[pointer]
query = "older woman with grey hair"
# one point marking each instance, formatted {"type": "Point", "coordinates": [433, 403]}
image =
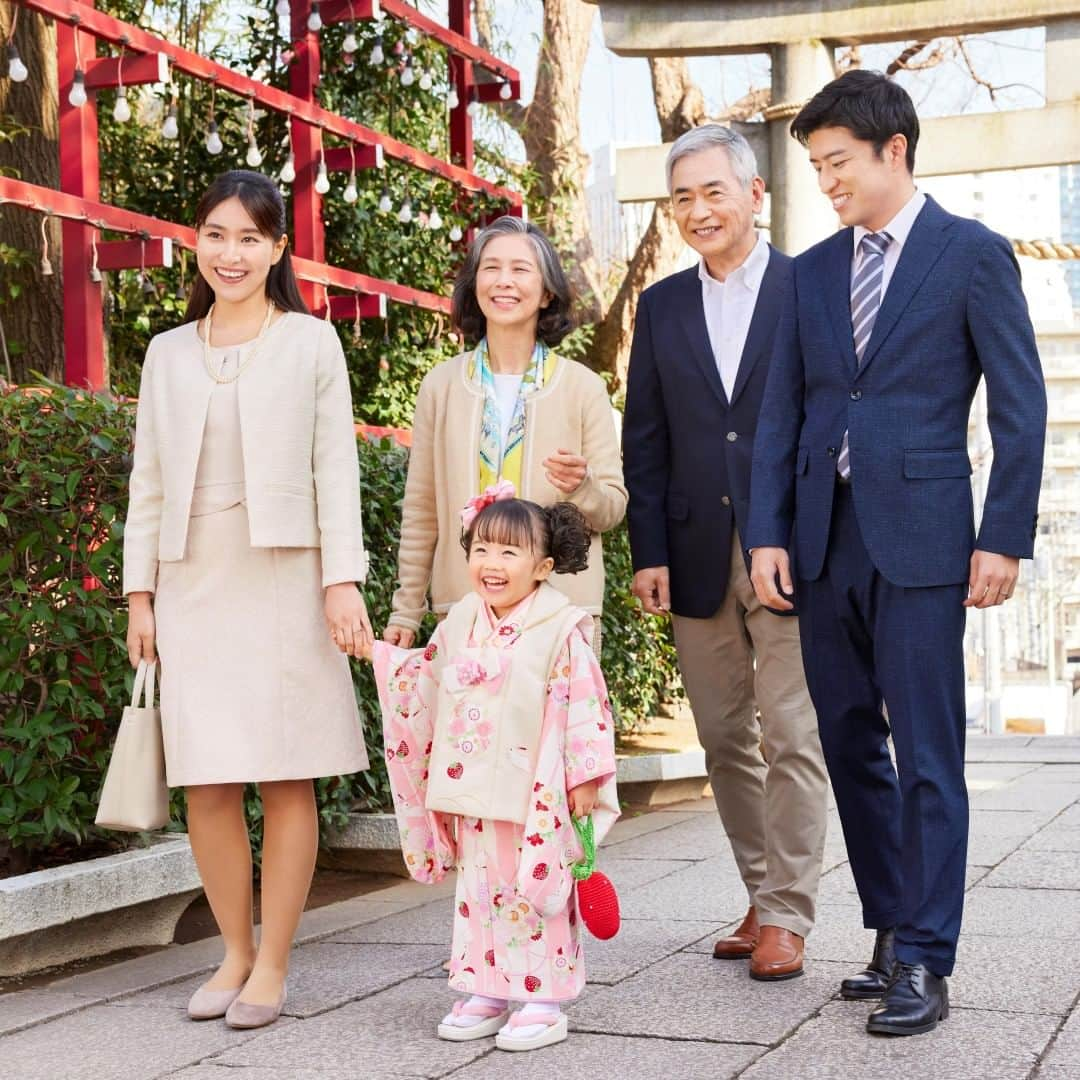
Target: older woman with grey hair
{"type": "Point", "coordinates": [509, 408]}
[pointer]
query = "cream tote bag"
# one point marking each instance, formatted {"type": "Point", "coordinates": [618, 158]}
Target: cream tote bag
{"type": "Point", "coordinates": [135, 797]}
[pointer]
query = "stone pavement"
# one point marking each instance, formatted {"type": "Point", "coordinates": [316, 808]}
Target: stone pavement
{"type": "Point", "coordinates": [366, 989]}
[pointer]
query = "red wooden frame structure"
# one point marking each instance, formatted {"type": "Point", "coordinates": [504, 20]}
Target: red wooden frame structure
{"type": "Point", "coordinates": [145, 58]}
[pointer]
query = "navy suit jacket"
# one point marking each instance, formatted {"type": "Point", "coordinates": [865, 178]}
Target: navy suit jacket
{"type": "Point", "coordinates": [954, 312]}
{"type": "Point", "coordinates": [687, 449]}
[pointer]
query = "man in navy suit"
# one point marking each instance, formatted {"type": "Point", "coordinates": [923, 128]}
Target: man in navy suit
{"type": "Point", "coordinates": [862, 453]}
{"type": "Point", "coordinates": [702, 341]}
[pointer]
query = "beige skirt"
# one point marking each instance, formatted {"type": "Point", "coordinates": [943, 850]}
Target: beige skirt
{"type": "Point", "coordinates": [252, 686]}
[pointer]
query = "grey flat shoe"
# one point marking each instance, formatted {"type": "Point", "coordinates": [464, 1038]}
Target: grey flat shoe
{"type": "Point", "coordinates": [211, 1004]}
{"type": "Point", "coordinates": [241, 1014]}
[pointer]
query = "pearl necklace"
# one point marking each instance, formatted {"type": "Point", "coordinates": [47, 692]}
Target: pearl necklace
{"type": "Point", "coordinates": [244, 360]}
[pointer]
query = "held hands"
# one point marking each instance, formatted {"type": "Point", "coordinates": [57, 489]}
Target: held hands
{"type": "Point", "coordinates": [140, 629]}
{"type": "Point", "coordinates": [991, 580]}
{"type": "Point", "coordinates": [767, 566]}
{"type": "Point", "coordinates": [584, 798]}
{"type": "Point", "coordinates": [652, 588]}
{"type": "Point", "coordinates": [566, 471]}
{"type": "Point", "coordinates": [347, 619]}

▶ Description of the task
Look over the material above and show each line where "formatted" appears.

▶ Solution
# one point marking each instance, formatted {"type": "Point", "coordinates": [433, 403]}
# one point marking each instance, formatted {"type": "Point", "coordinates": [618, 158]}
# one point marking each instance, formatted {"type": "Point", "coordinates": [316, 808]}
# one point marking each instance, formatted {"type": "Point", "coordinates": [504, 20]}
# one point marking each instance, formatted {"type": "Point", "coordinates": [865, 178]}
# one point marking each instance, formatted {"type": "Point", "coordinates": [923, 128]}
# one point marking each instance, formatted {"type": "Point", "coordinates": [943, 850]}
# one point marking each instance, formatted {"type": "Point", "coordinates": [464, 1038]}
# one point marking each instance, formatted {"type": "Point", "coordinates": [47, 692]}
# one point marking each instance, formatted {"type": "Point", "coordinates": [57, 489]}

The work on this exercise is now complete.